_Exercise instructions_.
Output each entry exactly as written.

_Extracted entries_.
= = = = =
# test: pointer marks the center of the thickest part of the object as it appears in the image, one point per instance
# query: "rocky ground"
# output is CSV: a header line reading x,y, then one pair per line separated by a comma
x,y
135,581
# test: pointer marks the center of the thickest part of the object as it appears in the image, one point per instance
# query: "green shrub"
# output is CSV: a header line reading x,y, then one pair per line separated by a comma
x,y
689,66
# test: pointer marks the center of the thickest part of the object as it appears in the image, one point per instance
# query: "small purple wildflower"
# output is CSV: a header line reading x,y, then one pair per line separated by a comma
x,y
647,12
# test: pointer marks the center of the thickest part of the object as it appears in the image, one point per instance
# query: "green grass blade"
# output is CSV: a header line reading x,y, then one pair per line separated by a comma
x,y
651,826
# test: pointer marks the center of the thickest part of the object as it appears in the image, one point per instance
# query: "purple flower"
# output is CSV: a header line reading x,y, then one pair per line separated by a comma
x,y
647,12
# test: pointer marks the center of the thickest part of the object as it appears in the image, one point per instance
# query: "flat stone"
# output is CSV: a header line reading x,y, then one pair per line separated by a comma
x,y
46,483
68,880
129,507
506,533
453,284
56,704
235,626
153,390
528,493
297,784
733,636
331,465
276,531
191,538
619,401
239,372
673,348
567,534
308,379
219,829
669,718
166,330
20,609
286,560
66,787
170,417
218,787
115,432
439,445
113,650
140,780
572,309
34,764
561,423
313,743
= = = = =
_Result for this task_.
# test: pointer marks the center of the thickest part of the object as it appears in the image, one point per instance
# query: "rocky ground"
# output is CSV: a header line reading x,y, then one pair per line separated by a comma
x,y
135,581
# test: pointer marks the center of the thickest part of the object as it appears in the image, one point per instance
# query: "green shrub"
# output is CSV: a header line reading x,y, then one pair per line separated by a comma
x,y
689,66
# test: pointer marks the center of the thickest part of the object as it appears in the image, one point per instance
# query: "small purple wildflower"
# output is CSV: a header line reading x,y, then one pair per line separated by a comma
x,y
647,12
# test: pointer marks the center of the thickest part of the object as it appears in the image, one point per instance
# query: "green grass blade"
# output is CSV: a header line reading x,y, then one pair per line separated by a comma
x,y
651,826
# test: pointer marks the center of the thickest part of the object as it appears in the image, one point per instance
# query: "purple flower"
# output is CSV: a header line reading x,y, then one pair per line separated by a comma
x,y
647,12
# test: pointer marks the center of the thickest part of the object as it appears in the image, one point per instance
# query: "flat stone"
# output is CSV: a header line reading x,y, then one pair per line separated by a comma
x,y
46,483
68,880
129,507
506,533
453,284
56,704
235,626
153,390
528,493
297,784
733,636
331,465
276,531
191,538
619,401
239,372
673,348
567,534
308,379
219,829
669,718
166,330
20,609
286,560
66,787
170,417
218,787
115,432
439,445
113,650
140,780
572,309
34,764
561,423
313,743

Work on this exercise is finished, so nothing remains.